**Text:**
1

I am comparing two lists of strings to find possible matches. Example:

public class Tester {

    public static void main(String[] args) {

        List<String> test = new ArrayList<String>();
        List<String> test2 = new ArrayList<String>();

        test.add("3H0875AAAA0012");
        test.add("3H0875AABB0018");
        test.add("3H0875AAAC0010");
        test2.add("3H0875AA");


        for(String s2: test2){
            for (String s: test){
                if (s.matches(".*" + s2 + ".*")){
                    System.out.println("Match");
                }
            }
        }
    }
}

Basically for every string in test2 I want to see if there are any strings in test that contain test2 completely or partially. The output for the above code should be:

Match 
Match 
Match

However, in my real case scenario I have around 225K strings in test and around 5K strings in test2. It is taking too long process this comparison and wanted to see if it was possible to optimize the comparison. It takes about 10 minutes to analyze the first 1.5K items in test2. So it will take at least 30 to 40 minutes to finish the comparison.

Pointing dataset rows:
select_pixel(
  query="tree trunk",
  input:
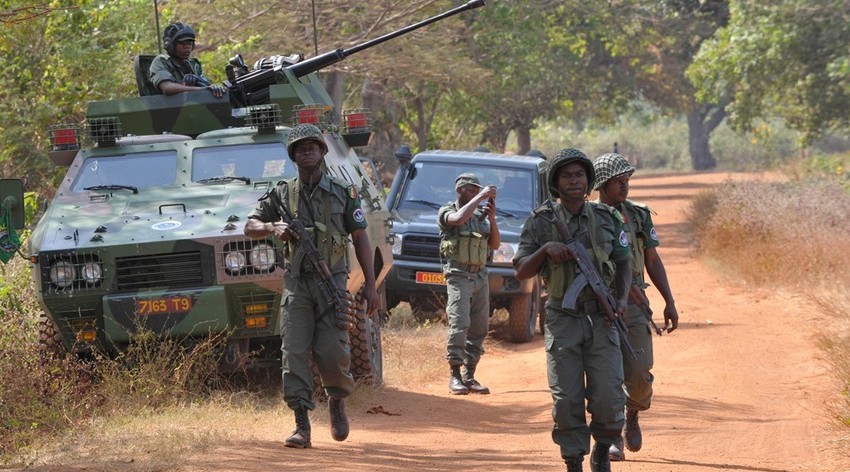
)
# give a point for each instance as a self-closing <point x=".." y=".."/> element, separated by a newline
<point x="385" y="133"/>
<point x="702" y="120"/>
<point x="523" y="140"/>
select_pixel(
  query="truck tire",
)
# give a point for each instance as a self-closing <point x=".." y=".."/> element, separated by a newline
<point x="522" y="317"/>
<point x="366" y="350"/>
<point x="50" y="345"/>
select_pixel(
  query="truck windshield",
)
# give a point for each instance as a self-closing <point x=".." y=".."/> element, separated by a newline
<point x="431" y="185"/>
<point x="141" y="170"/>
<point x="253" y="161"/>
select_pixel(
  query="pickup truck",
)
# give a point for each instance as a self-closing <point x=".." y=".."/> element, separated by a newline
<point x="424" y="183"/>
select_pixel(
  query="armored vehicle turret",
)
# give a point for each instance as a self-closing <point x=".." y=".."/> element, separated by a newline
<point x="145" y="230"/>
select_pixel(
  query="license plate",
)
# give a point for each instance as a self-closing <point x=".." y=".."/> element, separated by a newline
<point x="159" y="306"/>
<point x="434" y="278"/>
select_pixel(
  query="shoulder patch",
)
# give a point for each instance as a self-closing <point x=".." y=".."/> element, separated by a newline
<point x="624" y="240"/>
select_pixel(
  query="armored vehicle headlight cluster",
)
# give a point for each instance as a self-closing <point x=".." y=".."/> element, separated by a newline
<point x="234" y="261"/>
<point x="62" y="273"/>
<point x="92" y="272"/>
<point x="263" y="256"/>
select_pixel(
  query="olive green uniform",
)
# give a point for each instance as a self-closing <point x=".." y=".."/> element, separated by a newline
<point x="465" y="250"/>
<point x="165" y="67"/>
<point x="330" y="210"/>
<point x="636" y="372"/>
<point x="582" y="349"/>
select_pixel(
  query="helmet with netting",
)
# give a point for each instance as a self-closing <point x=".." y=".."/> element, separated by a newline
<point x="305" y="132"/>
<point x="176" y="32"/>
<point x="609" y="166"/>
<point x="562" y="158"/>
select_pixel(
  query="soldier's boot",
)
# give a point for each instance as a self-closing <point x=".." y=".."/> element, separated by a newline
<point x="574" y="463"/>
<point x="456" y="386"/>
<point x="634" y="439"/>
<point x="301" y="436"/>
<point x="615" y="452"/>
<point x="472" y="384"/>
<point x="599" y="458"/>
<point x="339" y="422"/>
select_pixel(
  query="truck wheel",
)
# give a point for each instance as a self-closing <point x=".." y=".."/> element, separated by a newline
<point x="366" y="351"/>
<point x="50" y="345"/>
<point x="522" y="317"/>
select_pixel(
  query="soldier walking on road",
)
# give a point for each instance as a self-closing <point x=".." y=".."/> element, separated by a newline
<point x="582" y="346"/>
<point x="466" y="241"/>
<point x="612" y="181"/>
<point x="330" y="209"/>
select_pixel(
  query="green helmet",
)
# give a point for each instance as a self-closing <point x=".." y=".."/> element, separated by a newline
<point x="562" y="158"/>
<point x="608" y="166"/>
<point x="304" y="132"/>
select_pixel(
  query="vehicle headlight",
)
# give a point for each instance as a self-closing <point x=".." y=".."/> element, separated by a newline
<point x="263" y="256"/>
<point x="92" y="272"/>
<point x="396" y="244"/>
<point x="505" y="253"/>
<point x="62" y="273"/>
<point x="234" y="261"/>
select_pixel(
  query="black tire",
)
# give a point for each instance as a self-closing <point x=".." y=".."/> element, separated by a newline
<point x="50" y="345"/>
<point x="366" y="350"/>
<point x="522" y="315"/>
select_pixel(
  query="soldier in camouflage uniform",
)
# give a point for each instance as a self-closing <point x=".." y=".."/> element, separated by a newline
<point x="582" y="346"/>
<point x="466" y="241"/>
<point x="612" y="181"/>
<point x="330" y="209"/>
<point x="176" y="71"/>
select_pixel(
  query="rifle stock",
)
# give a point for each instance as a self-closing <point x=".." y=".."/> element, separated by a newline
<point x="590" y="276"/>
<point x="339" y="297"/>
<point x="637" y="297"/>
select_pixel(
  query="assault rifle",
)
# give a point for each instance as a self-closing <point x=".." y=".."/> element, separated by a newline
<point x="588" y="275"/>
<point x="340" y="299"/>
<point x="637" y="297"/>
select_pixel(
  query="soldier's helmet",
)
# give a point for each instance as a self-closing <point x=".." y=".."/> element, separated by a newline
<point x="609" y="166"/>
<point x="305" y="132"/>
<point x="174" y="33"/>
<point x="562" y="158"/>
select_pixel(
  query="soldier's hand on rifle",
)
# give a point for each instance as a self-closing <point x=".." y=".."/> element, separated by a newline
<point x="282" y="231"/>
<point x="671" y="318"/>
<point x="558" y="252"/>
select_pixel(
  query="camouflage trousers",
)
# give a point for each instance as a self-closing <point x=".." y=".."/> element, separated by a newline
<point x="583" y="362"/>
<point x="306" y="329"/>
<point x="468" y="314"/>
<point x="636" y="372"/>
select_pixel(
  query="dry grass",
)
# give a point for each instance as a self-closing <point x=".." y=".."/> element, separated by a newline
<point x="792" y="235"/>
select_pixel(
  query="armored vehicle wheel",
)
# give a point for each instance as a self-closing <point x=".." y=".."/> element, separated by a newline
<point x="522" y="318"/>
<point x="50" y="345"/>
<point x="366" y="351"/>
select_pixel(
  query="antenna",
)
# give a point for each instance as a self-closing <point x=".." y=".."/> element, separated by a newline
<point x="315" y="29"/>
<point x="158" y="35"/>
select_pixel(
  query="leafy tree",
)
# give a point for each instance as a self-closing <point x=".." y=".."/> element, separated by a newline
<point x="786" y="57"/>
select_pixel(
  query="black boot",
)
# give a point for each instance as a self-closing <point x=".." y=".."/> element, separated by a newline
<point x="472" y="384"/>
<point x="634" y="439"/>
<point x="615" y="452"/>
<point x="301" y="436"/>
<point x="456" y="386"/>
<point x="339" y="422"/>
<point x="599" y="458"/>
<point x="574" y="463"/>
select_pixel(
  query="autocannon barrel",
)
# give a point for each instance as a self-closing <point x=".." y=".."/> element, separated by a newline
<point x="332" y="57"/>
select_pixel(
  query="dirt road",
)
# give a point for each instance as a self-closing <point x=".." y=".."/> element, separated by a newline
<point x="739" y="387"/>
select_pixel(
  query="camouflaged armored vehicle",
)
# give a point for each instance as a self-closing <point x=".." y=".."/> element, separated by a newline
<point x="145" y="230"/>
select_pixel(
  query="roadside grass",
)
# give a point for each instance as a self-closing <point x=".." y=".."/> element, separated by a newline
<point x="788" y="235"/>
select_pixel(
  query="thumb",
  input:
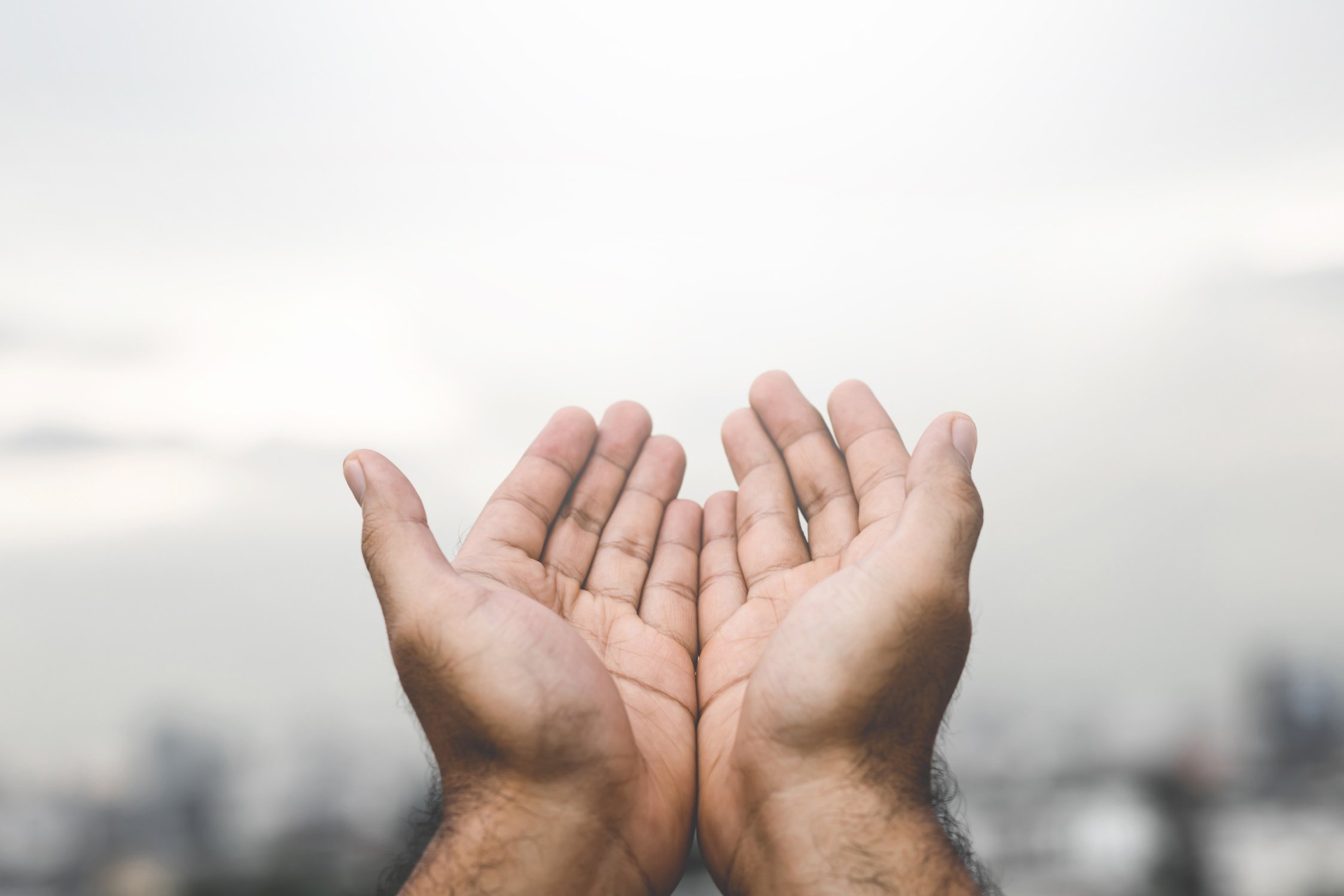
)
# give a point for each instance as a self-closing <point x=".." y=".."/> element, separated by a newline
<point x="941" y="519"/>
<point x="404" y="559"/>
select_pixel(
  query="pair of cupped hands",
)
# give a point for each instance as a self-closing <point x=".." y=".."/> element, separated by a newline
<point x="605" y="668"/>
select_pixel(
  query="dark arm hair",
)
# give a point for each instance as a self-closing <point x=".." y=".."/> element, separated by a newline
<point x="421" y="827"/>
<point x="945" y="797"/>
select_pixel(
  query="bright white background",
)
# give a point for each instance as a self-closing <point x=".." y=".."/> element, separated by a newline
<point x="241" y="239"/>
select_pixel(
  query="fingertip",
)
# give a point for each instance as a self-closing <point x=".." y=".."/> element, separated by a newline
<point x="354" y="472"/>
<point x="726" y="498"/>
<point x="721" y="515"/>
<point x="683" y="515"/>
<point x="769" y="385"/>
<point x="573" y="419"/>
<point x="668" y="448"/>
<point x="627" y="414"/>
<point x="736" y="422"/>
<point x="848" y="391"/>
<point x="964" y="437"/>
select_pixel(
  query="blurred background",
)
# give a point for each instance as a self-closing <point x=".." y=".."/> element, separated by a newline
<point x="240" y="239"/>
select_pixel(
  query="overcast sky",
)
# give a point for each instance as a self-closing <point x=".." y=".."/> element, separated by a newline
<point x="240" y="239"/>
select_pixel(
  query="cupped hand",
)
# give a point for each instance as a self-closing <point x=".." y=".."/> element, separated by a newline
<point x="550" y="664"/>
<point x="827" y="662"/>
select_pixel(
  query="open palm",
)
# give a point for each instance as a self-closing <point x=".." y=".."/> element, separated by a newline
<point x="556" y="652"/>
<point x="807" y="644"/>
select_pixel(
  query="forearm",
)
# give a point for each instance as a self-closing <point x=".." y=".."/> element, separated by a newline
<point x="838" y="837"/>
<point x="519" y="843"/>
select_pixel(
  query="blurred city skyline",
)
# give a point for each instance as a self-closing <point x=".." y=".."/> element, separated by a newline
<point x="238" y="241"/>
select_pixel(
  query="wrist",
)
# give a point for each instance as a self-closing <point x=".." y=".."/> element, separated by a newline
<point x="505" y="837"/>
<point x="845" y="836"/>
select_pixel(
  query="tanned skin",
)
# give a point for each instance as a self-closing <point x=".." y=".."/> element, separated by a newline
<point x="827" y="662"/>
<point x="553" y="664"/>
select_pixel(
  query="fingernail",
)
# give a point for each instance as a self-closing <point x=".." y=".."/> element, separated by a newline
<point x="355" y="479"/>
<point x="964" y="438"/>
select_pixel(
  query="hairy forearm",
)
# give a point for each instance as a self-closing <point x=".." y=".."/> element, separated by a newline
<point x="514" y="843"/>
<point x="836" y="837"/>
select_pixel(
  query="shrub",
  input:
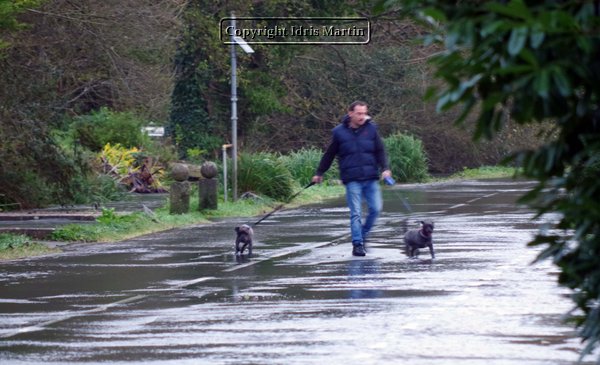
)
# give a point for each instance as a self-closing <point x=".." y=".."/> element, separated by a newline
<point x="95" y="130"/>
<point x="265" y="173"/>
<point x="407" y="158"/>
<point x="302" y="165"/>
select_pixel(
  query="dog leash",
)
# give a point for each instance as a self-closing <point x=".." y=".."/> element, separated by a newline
<point x="282" y="205"/>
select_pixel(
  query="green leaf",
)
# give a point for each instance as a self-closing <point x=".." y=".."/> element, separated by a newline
<point x="436" y="14"/>
<point x="517" y="40"/>
<point x="536" y="38"/>
<point x="515" y="9"/>
<point x="491" y="28"/>
<point x="561" y="81"/>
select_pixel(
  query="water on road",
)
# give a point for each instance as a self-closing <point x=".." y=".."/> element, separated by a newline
<point x="182" y="297"/>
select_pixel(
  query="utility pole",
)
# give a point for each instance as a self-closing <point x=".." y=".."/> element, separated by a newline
<point x="239" y="41"/>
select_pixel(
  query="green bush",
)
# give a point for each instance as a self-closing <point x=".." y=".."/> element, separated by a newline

**Complete the following:**
1. In the Java string-matching post, list every string that the code adds to either list.
2. Copy out the part of the Java string-matching post that opens with the words containing "Basically for every" and closes with "finish the comparison.".
3. Pick up the Java string-matching post after its last sentence and keep writing it.
You won't need the rows for anything here.

**Responses to the tasks:**
1.
3H0875AAAA0012
3H0875AABB0018
3H0875AAAC0010
3H0875AA

2.
Basically for every string in test2 I want to see if there are any strings in test that contain test2 completely or partially. The output for the above code should be:

Match 
Match 
Match

However, in my real case scenario I have around 225K strings in test and around 5K strings in test2. It is taking too long process this comparison and wanted to see if it was possible to optimize the comparison. It takes about 10 minutes to analyze the first 1.5K items in test2. So it will take at least 30 to 40 minutes to finish the comparison.

3.
Thanks in advance

Wilo Maldonado
  • 551
  • 2
  • 11
  • 22

4 Answers4

3

I think that you shouldn't use regex for that: I believe that looking into String#contains (here is a link to its javadoc entry) would give you better results, in terms of performance ;)

For example, your code could be:

for(final String s2: test2){
    for (final String s: test){
        if(s.contains(s2)) {
            System.out.println("Match");
        }
    }
}
ccjmne
  • 9,333
  • 3
  • 47
  • 62
1

IMHO methods like String.matches(String) should be forbidden. Maybe you need a regex match, maybe not, but what happens here, is that you string gets compiled into an regex... again and again.

So do yourself a favor and convert then all into regexes via Pattern.compile and reuse them.


Looking at your ".*" + s2 + ".*", I'd bet you need no regex at all. Simply use String.contains and enjoy the speed.

maaartinus
  • 44,714
  • 32
  • 161
  • 320
1

Instead of

s.matches(".*" + s2 + ".*")

you can use

s.contains(s2)

or

s.indexOf(s2) > -1

I tested both, each is about 35x faster than matches.

Andrey
  • 2,503
  • 3
  • 30
  • 39
0

You absolutely should be creating a single Matcher object in this situation, and using that single object in every loop iteration. You are currently creating a new matcher (and compiling a new Pattern) in each loop iteration.

At the top of your code, do this:

//"": Unused to-search string, so the matcher object can be reused
Matcher mtchr = Pattern.compile(".*" + s2 + ".*").matcher("");

Then in your loop, do this:

if(mtchr.reset(s).matches())  {
   ...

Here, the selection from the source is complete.